__WHAT YOU NEED TO DO__: Locate all lines below that contain the word "each", and copy those lines out in full.

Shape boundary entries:
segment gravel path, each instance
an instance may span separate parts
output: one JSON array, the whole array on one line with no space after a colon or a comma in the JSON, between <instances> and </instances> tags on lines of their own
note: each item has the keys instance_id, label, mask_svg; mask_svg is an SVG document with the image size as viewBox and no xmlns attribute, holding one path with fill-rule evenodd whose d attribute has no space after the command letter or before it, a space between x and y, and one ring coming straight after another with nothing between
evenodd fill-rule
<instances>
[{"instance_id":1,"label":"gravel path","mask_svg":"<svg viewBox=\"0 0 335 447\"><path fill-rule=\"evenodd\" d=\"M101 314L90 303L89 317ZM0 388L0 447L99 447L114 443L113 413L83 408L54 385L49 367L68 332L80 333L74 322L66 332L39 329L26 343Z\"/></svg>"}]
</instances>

__COMPLETE ANSWER__:
segment gravel path, each instance
note: each item has the keys instance_id, label, mask_svg; mask_svg is an SVG document with the image size as viewBox and no xmlns attribute, holding one path with fill-rule evenodd whose d attribute has no space after the command letter or before it, a space between x and y, and one ring coming straight after another with nothing between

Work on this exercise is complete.